The problem – What you return should be the lines of the data containing "target", each in full.

Top of Information shown

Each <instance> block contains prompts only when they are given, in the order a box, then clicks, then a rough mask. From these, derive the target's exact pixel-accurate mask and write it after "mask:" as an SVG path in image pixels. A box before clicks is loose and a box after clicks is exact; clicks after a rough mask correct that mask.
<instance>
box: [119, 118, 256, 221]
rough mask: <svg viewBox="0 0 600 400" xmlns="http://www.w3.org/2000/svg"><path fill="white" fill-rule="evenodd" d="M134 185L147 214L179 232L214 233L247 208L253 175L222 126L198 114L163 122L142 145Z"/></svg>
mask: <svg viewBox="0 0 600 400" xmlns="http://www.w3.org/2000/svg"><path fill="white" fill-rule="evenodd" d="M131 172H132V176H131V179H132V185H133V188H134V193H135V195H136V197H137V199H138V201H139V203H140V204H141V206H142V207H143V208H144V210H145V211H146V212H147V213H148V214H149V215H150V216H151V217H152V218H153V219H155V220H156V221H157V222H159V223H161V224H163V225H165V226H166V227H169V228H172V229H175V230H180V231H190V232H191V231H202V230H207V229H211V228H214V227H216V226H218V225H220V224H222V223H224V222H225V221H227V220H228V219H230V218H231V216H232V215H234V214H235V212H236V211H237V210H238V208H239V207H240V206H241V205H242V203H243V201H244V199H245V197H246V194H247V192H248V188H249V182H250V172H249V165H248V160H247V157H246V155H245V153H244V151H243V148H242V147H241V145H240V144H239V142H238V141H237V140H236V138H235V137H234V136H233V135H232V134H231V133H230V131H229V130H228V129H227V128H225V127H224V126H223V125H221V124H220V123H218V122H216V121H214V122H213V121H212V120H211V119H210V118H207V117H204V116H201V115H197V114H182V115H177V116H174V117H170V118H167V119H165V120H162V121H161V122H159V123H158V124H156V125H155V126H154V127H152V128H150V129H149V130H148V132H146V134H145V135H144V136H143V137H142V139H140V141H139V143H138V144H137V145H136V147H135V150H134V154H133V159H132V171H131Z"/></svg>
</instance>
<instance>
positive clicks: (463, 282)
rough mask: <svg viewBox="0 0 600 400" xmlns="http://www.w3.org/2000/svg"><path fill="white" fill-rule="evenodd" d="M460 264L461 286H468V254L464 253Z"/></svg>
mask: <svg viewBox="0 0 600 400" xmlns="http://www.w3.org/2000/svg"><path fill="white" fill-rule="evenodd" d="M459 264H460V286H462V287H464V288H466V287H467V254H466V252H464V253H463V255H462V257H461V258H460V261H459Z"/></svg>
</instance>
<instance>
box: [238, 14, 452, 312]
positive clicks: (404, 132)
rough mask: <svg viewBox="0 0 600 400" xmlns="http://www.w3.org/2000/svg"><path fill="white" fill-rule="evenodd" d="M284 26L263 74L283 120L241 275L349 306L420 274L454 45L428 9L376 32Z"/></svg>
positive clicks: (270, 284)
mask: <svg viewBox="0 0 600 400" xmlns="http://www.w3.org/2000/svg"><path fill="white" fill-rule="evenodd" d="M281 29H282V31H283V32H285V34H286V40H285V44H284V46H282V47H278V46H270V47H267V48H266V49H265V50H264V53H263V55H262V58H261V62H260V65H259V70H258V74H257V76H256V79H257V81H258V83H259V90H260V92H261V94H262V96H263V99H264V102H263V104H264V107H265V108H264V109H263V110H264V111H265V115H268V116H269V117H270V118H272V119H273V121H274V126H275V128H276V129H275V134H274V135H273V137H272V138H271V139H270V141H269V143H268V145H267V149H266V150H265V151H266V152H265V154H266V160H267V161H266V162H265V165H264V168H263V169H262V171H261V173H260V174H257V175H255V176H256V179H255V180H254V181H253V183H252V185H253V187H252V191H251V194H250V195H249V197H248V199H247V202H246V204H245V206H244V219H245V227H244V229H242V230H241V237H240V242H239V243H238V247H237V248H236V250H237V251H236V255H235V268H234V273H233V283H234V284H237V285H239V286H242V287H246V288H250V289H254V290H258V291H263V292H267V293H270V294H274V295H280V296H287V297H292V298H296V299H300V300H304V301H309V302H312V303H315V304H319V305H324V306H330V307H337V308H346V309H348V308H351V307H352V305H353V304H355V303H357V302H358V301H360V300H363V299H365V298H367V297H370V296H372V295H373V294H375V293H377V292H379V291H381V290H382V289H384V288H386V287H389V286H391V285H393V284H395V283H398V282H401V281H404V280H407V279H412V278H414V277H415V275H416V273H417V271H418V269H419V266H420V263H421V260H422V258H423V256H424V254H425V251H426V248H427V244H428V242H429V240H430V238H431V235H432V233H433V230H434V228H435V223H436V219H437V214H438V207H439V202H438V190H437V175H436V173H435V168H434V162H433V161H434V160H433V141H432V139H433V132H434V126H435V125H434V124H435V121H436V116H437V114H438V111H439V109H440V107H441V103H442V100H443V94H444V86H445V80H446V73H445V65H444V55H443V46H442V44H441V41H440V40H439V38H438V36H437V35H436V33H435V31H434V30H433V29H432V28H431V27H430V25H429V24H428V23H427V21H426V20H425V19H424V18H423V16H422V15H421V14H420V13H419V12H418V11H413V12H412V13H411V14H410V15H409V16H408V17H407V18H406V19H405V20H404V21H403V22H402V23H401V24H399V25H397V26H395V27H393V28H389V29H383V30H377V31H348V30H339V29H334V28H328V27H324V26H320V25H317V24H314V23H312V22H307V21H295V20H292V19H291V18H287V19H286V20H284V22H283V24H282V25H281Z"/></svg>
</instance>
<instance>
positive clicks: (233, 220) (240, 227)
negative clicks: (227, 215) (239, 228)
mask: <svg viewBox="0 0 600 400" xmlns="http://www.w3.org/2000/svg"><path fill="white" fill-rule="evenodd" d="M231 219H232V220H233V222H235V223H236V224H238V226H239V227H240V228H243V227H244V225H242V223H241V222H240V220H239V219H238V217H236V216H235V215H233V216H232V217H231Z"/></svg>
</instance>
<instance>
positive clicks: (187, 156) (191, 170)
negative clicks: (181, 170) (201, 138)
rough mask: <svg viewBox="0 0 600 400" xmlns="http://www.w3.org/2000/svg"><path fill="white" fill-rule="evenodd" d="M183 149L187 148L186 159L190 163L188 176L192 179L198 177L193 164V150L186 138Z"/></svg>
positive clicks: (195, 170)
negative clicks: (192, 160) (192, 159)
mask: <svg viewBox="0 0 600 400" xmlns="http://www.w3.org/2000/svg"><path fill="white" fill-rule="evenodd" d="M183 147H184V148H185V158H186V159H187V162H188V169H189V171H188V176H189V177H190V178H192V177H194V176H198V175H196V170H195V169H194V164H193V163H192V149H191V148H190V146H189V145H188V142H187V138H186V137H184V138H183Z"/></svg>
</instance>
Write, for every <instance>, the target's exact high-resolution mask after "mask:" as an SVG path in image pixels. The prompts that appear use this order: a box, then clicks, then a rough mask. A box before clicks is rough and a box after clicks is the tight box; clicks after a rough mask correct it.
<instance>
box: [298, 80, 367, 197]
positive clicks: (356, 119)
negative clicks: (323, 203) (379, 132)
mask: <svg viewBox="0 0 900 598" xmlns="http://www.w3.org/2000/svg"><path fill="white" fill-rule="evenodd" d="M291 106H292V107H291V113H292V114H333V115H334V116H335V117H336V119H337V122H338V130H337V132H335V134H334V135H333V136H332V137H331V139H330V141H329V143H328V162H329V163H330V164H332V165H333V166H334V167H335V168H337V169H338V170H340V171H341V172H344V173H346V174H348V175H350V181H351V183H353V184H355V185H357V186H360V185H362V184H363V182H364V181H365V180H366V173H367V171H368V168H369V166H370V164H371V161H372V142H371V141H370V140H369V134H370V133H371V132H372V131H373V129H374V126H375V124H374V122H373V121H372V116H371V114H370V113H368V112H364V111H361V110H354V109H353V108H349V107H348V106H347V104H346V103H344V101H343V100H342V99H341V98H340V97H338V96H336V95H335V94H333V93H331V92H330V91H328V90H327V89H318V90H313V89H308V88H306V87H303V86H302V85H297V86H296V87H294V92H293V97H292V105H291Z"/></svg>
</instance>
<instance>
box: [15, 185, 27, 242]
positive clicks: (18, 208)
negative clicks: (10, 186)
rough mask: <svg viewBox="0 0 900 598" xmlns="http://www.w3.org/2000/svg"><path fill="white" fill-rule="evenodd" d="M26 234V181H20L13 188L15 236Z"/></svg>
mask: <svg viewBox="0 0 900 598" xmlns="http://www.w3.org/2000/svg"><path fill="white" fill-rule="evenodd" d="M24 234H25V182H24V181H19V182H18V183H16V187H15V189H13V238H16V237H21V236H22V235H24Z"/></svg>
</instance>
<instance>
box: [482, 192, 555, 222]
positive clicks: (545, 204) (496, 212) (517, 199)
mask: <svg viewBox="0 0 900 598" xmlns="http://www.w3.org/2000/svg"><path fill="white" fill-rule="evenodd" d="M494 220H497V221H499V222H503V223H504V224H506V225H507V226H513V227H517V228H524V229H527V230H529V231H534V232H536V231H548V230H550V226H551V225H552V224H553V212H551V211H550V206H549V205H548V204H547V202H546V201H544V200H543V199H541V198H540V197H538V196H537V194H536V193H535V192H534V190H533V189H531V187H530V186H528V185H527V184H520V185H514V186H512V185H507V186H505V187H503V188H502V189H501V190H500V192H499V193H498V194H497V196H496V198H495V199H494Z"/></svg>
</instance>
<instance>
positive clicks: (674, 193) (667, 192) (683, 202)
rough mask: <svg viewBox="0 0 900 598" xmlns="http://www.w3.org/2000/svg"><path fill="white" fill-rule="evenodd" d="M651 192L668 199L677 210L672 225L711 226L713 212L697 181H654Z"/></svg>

Bottom of Information shown

Task output –
Each <instance> block contains prompts only when they are given, in the order a box, then clicks, then a rough mask. From these, derive the target's exact pixel-accurate mask and write it after "mask:" as an SVG path in image pixels. A box before clicks is loose and a box after clicks is exact; clicks after a rough mask correct that mask.
Write, for every <instance>, the target's exact high-resolution mask after "mask:" as an SVG path in image pixels. The prompts that appear use this order: a box, then clicks, then a rough mask. A box before clicks is rough and a box after clicks is the tight box; clicks after a rough mask correct it.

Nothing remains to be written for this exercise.